#### Exercise brief
Recast the records from their first line through the line containing "[146,247,182,304]", both included, as a JSON list of strings with one string per line and blank lines omitted.

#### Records
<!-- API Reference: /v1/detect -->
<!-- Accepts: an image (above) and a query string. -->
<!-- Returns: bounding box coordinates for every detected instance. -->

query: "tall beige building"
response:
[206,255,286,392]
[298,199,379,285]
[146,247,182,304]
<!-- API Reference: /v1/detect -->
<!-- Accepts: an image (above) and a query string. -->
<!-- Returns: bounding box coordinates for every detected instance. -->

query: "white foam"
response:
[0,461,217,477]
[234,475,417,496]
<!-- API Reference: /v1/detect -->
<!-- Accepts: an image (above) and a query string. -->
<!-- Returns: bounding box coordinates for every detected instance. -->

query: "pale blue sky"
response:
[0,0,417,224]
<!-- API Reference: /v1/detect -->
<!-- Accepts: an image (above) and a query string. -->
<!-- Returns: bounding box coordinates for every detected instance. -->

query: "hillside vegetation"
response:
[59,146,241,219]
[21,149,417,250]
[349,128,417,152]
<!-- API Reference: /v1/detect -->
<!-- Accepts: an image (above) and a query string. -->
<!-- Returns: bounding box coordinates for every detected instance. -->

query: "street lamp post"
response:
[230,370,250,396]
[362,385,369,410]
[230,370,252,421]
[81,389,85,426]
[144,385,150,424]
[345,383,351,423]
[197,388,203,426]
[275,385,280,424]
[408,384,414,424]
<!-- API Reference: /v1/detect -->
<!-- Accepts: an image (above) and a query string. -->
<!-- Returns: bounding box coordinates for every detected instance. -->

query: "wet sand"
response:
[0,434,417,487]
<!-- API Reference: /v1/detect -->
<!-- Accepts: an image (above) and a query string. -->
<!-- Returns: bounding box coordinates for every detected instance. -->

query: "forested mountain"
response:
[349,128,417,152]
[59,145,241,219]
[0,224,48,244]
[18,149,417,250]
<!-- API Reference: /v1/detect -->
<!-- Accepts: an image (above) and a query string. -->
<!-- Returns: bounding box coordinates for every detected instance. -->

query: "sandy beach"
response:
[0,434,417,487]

#### Full response
[
  "<!-- API Reference: /v1/detect -->",
  "<!-- Accepts: an image (above) and a query string. -->",
  "<!-- Returns: bounding box coordinates for every detected instance. -->",
  "query: \"tall beige building\"",
  "response:",
  "[206,255,286,392]",
  "[298,199,379,285]",
  "[146,247,182,304]"
]